● **OBJECTIVE**
Reproduce word for word the stretch of the Time Machine review below, from "First, this book" through "Robot Fighting Championship.".

● **SOURCE EXTRACT**
○ ○ ○ ○ ○ ○ ○

Thursday, March 28, 2013

Review: The Time Machine, by H. G. Wells



The Time Machine 

H. G. Wells
1895


An Alexandrine Couplet About The Future
In the future, rich people are super lazy
                    then poor people eat them—and other stuff happens


First, this book is where the term “time machine” came from. And that alone means it’s made a huge contribution to the world we live in.

The plot isn't concerned with time travel paradoxes, as the genre typically is now. It's all about traveling into the future. An aristocratic inventor in the industrial revolution creates a time machine. He goes forward 800,805 years to see how awesome the future became. One can only presume he wanted to fly a jetpack to the Giant Robot Fighting Championship.


Or at least take a monorail.

Instead he finds the Eloi, a group of simple minded, elegant people who live in buildings that were once futuristic. They pretty much eat fruit and frolic all day.

Then he finds his time machine is stolen (duh duh DUH!)




Because the future doesn’t have Neighborhood Watch.


Turns out, the machine was stolen by these Cro-Magnon like monsters who live in caves and are super good at maintaining and cleaning machinery, but don’t really have any true intelligence or imagination. They’re called the Morlocks, because that sounds seriously sinister.



Points For Alliteration!

○ ○ ○ ○ ○ ○ ○

● **STORED ROWS**
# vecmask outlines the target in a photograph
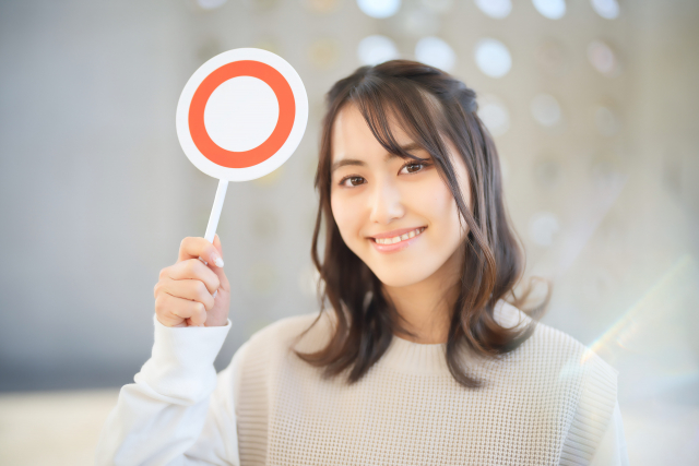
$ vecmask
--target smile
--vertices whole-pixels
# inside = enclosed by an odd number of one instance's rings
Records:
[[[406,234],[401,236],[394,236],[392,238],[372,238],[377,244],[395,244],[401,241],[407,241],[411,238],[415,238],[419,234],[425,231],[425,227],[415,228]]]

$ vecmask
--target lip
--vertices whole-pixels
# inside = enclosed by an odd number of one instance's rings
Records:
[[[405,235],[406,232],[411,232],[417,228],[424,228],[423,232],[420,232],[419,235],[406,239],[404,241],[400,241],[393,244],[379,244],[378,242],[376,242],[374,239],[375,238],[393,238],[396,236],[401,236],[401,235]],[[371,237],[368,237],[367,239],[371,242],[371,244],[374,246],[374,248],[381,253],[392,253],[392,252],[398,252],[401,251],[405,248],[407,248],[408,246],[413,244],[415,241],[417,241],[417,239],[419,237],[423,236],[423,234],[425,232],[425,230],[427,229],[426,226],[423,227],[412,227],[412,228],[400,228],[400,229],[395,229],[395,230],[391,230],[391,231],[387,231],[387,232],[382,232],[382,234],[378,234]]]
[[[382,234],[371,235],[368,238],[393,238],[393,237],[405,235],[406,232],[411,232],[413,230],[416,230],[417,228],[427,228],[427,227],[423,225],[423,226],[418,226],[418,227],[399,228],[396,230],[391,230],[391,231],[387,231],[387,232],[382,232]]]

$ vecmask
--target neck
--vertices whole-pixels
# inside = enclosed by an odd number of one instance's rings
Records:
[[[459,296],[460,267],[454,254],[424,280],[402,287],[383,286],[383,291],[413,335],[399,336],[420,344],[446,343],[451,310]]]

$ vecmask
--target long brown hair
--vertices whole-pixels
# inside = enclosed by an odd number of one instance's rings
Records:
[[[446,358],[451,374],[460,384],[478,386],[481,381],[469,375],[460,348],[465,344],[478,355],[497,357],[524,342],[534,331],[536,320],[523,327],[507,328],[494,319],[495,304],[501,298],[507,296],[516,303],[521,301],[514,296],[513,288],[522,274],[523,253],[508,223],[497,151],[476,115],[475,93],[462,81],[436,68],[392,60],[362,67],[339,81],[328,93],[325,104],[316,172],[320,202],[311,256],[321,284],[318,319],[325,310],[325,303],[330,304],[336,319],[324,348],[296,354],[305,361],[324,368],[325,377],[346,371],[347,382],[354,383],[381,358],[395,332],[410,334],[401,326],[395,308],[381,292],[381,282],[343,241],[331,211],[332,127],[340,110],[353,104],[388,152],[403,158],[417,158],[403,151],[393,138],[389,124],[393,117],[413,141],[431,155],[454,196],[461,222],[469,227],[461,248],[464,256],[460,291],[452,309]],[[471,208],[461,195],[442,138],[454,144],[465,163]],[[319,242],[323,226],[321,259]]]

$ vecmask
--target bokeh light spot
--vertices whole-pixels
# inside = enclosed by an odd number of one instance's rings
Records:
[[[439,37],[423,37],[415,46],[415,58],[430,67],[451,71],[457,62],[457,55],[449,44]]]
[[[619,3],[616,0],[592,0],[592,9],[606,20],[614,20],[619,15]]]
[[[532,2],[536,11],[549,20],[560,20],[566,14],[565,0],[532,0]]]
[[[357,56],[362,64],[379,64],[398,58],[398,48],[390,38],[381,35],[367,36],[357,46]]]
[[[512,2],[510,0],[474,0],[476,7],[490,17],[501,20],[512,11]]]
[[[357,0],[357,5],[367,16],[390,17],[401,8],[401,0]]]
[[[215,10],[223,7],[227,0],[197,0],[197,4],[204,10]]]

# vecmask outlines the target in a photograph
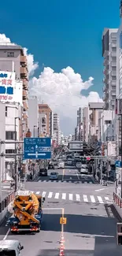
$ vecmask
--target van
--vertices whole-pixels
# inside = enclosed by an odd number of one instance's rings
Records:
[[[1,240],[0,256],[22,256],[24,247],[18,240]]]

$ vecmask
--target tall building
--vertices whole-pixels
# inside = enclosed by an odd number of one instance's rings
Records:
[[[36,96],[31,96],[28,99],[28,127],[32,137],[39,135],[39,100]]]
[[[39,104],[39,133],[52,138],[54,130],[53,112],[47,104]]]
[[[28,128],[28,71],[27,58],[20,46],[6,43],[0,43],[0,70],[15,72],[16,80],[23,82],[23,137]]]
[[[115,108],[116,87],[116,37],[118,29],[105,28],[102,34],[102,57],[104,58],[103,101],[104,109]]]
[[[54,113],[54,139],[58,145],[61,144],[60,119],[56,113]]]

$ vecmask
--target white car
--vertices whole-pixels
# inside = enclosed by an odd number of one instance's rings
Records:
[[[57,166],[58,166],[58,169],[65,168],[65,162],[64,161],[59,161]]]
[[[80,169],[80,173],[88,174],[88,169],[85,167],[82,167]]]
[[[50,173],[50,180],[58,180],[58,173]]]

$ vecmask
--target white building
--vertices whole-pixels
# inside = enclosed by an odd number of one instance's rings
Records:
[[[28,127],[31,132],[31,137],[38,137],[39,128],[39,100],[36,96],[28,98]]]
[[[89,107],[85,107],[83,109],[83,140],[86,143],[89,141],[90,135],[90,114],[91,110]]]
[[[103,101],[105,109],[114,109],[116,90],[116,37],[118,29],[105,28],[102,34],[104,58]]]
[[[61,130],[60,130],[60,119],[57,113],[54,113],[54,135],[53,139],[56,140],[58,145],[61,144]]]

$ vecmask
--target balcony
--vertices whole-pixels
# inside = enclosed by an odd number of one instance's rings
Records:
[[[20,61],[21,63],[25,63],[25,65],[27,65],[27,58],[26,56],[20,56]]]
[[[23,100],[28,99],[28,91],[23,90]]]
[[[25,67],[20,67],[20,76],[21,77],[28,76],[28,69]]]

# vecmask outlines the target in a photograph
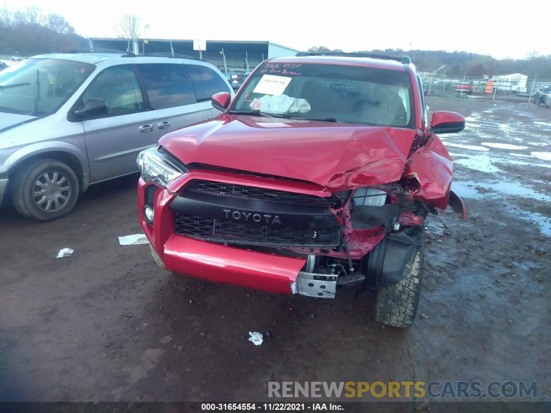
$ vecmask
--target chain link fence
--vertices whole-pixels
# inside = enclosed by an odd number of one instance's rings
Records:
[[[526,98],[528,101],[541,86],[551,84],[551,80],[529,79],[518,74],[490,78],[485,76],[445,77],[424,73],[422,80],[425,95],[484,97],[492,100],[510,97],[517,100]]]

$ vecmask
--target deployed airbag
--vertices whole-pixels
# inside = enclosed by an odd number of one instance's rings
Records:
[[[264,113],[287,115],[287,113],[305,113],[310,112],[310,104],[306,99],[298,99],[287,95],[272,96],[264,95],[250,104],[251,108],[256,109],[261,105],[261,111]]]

○ ○ ○ ○ ○ ○ ○

● **CORRECT RESULT**
First, this book is where the term “time machine” came from. And that alone means it’s made a huge contribution to the world we live in.

The plot isn't concerned with time travel paradoxes, as the genre typically is now. It's all about traveling into the future. An aristocratic inventor in the industrial revolution creates a time machine. He goes forward 800,805 years to see how awesome the future became. One can only presume he wanted to fly a jetpack to the Giant Robot Fighting Championship.